» QUESTIONS:
a) According to the article on Tompkins County job revisions, how many jobs did the revised estimates show Ithaca and Tompkins gaining in 2018?
b) For each statement, say whether the article on Tompkins County job revisions supports it (yes or no), and quote the words that decide it. (i) Ithaca College's employment rose in 2018. (ii) MACOM announced plans to lay off 47 from its Lansing facilities. (iii) The Ithaca Business Index is run by a Cornell economics professor.
c) Reword a passage of the article on Tompkins County job revisions, replacing "jobs" with "positions". Begin at the words "Initially, BLS estimated" and stop after "only 0.6 percent.".

» DOCUMENT TEXT:
━━━━━━━━━━━━━━━━━━━━━━━━━━━━━━
ITHACA, N.Y. — In its annual March revision of the previous year’s job count and unemployment rate, the federal Bureau of Labor Statistics determined that the number of jobs created in Tompkins County last year is far less than first thought.

Initially, BLS estimated Ithaca and Tompkins County gained 1,700 jobs in 2018 compared to 2017, for a 2.6 percent growth rate. That increase would be one of the highest year-over-year gains in New York state and above the national average.

The revised estimates show Ithaca and Tompkins gaining about 400 jobs in 2018, a growth rate of only 0.6 percent.

The March revisions are intended to review the past 24 months of jobs data. The preliminary figures that come out each month are often piecemeal and based off of random sampling. They’re intended to be indicative of market movement, but generally speaking, they’re not accurate. In an effort to try and make them accurate, the annual revisions look over more complete data and revise the monthly job reports accordingly. Usually, the way it goes is that the changes to the earliest few months are slight, and the closer the month is to the present, the more substantial the revisions tend to be.

In the current job data overhaul, the numbers for the first half of 2017 were revised upward, in some months by several hundred jobs, and the second half of the year was revised significantly downward, resulting in a wash for the year overall. In last year’s version of this article, the anomalous decreases in job totals for spring and summer 2017 were called out as suspect, and it would appear that with the latest revisions, the BLS agreed. Unfortunately, it also suggests that the job losses in the fall of 2017 are accurate, and are unlikely to be revised again.

Looking at the major employers, Cornell added 174 local positions in 2018, with its county employment rising to 10,132. Ithaca College’s employment fell by 25, to 1,708. According to Cayuga Medical Center’s John Turner, their headcount currently hovers between 1,550 and 1,580, an expansion of more than a hundred over last year’s total of 1,439. As for layoffs, technology hardware firm MACOM announced plans to lay off 47 from its Lansing facilities, and last June commercial printer Vanguard Graphics LLC announced plans to lay off 140 from their Dryden facility.

Last year, Martha Armstrong, the Vice President and Director of Economic Development Planning at Tompkins County Area Development (TCAD), argued that there is still plenty of hiring taking place in Tompkins County, but the ongoing retirements of the county’s baby boomer generation (of which Tompkins County has an unusually high percentage in the workforce) and the resulting time it takes to fill those positions has been blunting growth of the county’s workforce. To be fair, there’s nothing in the past year to suggest that argument has changed.

However, the Ithaca Business Index suggests things may have taken a turn for the worse. The index, run by Ithaca College economics professor Elia Kacapyr, looks at not only job counts and the labor force, but also real estate sales, help wanted advertising, average weekly hours worked, and retail sales.

According to Kacapyr, the newest revisions sank 2018’s economic growth calculations in Tompkins County last year, from 2.2 percent growth to 1.1 percent, the lowest value since 2015. For the sake of comparison, 2017’s economic growth was revised from 4.1 percent to 3.6 percent in the 2018 revision, and raised to 3.8 percent with the latest revision.
━━━━━━━━━━━━━━━━━━━━━━━━━━━━━━
» DATA EXTRACTS:
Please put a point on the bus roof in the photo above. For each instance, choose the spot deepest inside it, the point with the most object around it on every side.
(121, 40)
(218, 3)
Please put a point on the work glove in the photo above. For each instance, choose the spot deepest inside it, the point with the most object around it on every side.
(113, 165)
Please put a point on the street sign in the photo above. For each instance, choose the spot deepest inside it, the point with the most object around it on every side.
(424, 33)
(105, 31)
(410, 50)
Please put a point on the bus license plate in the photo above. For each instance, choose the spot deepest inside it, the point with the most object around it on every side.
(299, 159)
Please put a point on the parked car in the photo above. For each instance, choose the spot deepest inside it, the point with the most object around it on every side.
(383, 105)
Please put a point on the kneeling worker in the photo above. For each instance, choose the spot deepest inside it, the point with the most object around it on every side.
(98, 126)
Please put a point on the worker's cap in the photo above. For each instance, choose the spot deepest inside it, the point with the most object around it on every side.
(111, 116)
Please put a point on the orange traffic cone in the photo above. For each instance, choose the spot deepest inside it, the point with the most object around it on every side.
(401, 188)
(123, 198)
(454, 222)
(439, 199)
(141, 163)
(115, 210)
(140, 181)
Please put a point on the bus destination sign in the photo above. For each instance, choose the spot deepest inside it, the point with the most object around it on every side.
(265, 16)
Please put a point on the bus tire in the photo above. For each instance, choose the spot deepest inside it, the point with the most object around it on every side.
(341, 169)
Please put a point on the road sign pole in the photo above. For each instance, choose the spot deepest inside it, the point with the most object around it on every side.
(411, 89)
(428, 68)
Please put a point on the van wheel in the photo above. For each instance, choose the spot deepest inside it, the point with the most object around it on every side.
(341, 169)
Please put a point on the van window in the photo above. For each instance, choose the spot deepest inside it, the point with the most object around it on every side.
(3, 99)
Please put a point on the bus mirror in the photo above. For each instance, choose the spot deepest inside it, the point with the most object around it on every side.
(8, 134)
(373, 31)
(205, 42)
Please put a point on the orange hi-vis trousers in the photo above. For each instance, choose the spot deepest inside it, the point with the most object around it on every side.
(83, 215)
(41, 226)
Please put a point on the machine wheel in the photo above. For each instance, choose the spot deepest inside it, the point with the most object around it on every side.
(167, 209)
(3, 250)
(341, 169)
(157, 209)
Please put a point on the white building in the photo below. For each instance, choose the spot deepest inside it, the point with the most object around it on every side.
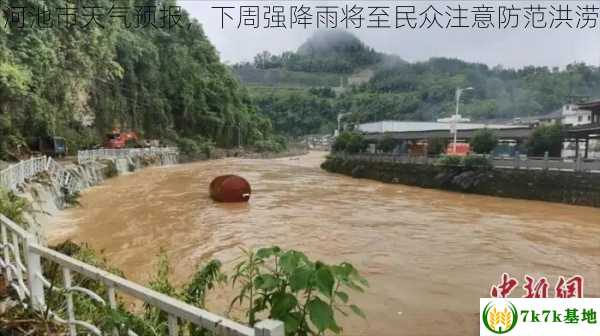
(574, 116)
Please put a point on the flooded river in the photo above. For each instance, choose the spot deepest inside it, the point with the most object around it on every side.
(428, 255)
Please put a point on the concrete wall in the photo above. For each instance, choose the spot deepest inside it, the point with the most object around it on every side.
(551, 186)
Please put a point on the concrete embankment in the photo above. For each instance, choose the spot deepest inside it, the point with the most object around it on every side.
(542, 185)
(46, 196)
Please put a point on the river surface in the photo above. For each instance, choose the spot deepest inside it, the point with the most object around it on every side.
(428, 255)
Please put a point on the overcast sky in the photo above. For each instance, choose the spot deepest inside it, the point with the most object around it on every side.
(510, 48)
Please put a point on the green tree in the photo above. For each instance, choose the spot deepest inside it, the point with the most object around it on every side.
(546, 138)
(483, 141)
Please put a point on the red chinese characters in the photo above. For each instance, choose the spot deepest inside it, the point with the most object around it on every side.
(570, 288)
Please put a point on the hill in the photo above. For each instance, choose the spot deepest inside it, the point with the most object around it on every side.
(390, 88)
(81, 82)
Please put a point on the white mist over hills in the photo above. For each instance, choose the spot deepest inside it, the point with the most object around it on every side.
(510, 48)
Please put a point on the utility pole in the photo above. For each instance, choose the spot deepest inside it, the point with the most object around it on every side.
(457, 117)
(340, 116)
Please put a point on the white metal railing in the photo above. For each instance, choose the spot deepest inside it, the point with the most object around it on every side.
(28, 280)
(18, 173)
(99, 154)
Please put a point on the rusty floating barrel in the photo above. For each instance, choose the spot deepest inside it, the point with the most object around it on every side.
(230, 188)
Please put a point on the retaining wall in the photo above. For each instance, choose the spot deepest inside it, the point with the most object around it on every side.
(551, 186)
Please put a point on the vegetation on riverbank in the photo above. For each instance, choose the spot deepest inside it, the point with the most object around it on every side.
(473, 175)
(13, 206)
(272, 283)
(78, 83)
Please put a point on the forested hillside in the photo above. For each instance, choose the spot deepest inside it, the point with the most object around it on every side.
(411, 91)
(162, 83)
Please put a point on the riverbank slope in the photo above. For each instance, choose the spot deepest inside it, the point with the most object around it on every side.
(541, 185)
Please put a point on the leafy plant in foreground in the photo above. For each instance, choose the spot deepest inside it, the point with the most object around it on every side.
(287, 286)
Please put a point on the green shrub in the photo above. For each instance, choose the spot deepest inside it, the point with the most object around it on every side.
(274, 144)
(195, 146)
(359, 171)
(472, 162)
(350, 142)
(449, 161)
(288, 286)
(547, 138)
(13, 207)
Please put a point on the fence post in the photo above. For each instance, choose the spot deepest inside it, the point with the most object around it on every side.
(578, 164)
(269, 328)
(5, 252)
(34, 270)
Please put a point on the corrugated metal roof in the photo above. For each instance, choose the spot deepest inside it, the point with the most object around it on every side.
(419, 126)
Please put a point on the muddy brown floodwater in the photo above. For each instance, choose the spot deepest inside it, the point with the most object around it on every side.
(428, 255)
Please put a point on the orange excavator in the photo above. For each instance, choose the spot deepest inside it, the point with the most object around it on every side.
(118, 139)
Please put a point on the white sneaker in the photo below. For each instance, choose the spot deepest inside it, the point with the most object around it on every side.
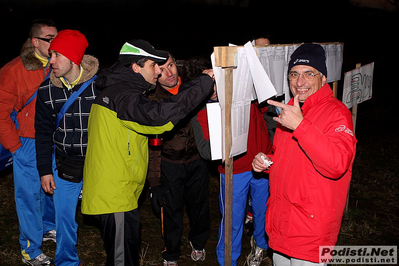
━━━━━━━━━━━━━━━━━━━━━━━━━━━━━━
» ANSWERS BELOW:
a) About 400 jobs, a growth rate of only 0.6 percent.

b)
(i) No: "Ithaca College’s employment fell by 25, to 1,708."
(ii) Yes: "technology hardware firm MACOM announced plans to lay off 47 from its Lansing facilities"
(iii) No: "run by Ithaca College economics professor Elia Kacapyr"

c)
Initially, BLS estimated Ithaca and Tompkins County gained 1,700 positions in 2018 compared to 2017, for a 2.6 percent growth rate. That increase would be one of the highest year-over-year gains in New York state and above the national average.

The revised estimates show Ithaca and Tompkins gaining about 400 positions in 2018, a growth rate of only 0.6 percent.